◆ **DIRECTIONS**
Write every entry out again exactly, please, and skip the pictures.
══ SUPPLIED INFORMATION
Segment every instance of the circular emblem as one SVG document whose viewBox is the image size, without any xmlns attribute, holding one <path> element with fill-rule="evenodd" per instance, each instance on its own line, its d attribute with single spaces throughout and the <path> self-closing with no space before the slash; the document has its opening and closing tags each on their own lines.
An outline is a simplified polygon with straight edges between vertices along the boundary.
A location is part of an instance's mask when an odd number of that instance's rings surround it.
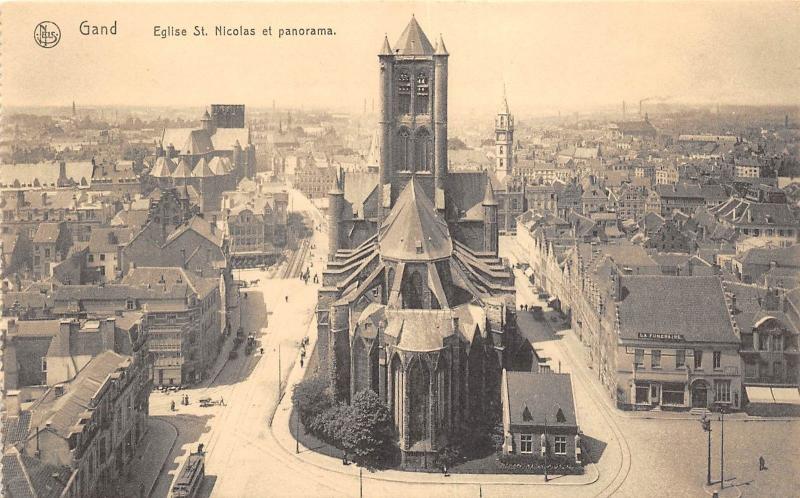
<svg viewBox="0 0 800 498">
<path fill-rule="evenodd" d="M 53 48 L 61 41 L 61 29 L 51 21 L 42 21 L 33 30 L 33 39 L 42 48 Z"/>
</svg>

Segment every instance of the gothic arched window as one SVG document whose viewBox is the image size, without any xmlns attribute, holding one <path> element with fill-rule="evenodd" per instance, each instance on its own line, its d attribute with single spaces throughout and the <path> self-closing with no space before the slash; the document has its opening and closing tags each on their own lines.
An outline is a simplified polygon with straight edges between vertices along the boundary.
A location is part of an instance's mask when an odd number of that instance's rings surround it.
════
◆ **SOLUTION TO THE PROBLEM**
Segment every instance of the circular emblem as one SVG document whose viewBox is the image size, without any xmlns attribute, holding one <path> element with fill-rule="evenodd" per instance, each instance on its own line, its d attribute with single spaces throughout and the <path> self-closing with no space before the slash; the document has its opening and closing tags each on their own lines.
An outline is a simplified polygon with straight edges between vertices along the boundary.
A location is part of an instance's mask when an odd number of that instance's rings surround it.
<svg viewBox="0 0 800 498">
<path fill-rule="evenodd" d="M 53 48 L 61 41 L 61 29 L 51 21 L 42 21 L 33 30 L 33 39 L 42 48 Z"/>
</svg>

Segment every instance of the gothic arched window as one SVG document whose viewBox is the image size, without any xmlns attribute, holding one <path> element with fill-rule="evenodd" per instance, each instance on its own line, its d attribute with single spaces throughout and the <path> self-closing with no space before the slash; the document has its opening and closing tags each on their own lines.
An outline is a simplified polygon with straight edges between vertices along the boundary.
A location is part of an instance's mask when an odd number of that instance's rings surround it.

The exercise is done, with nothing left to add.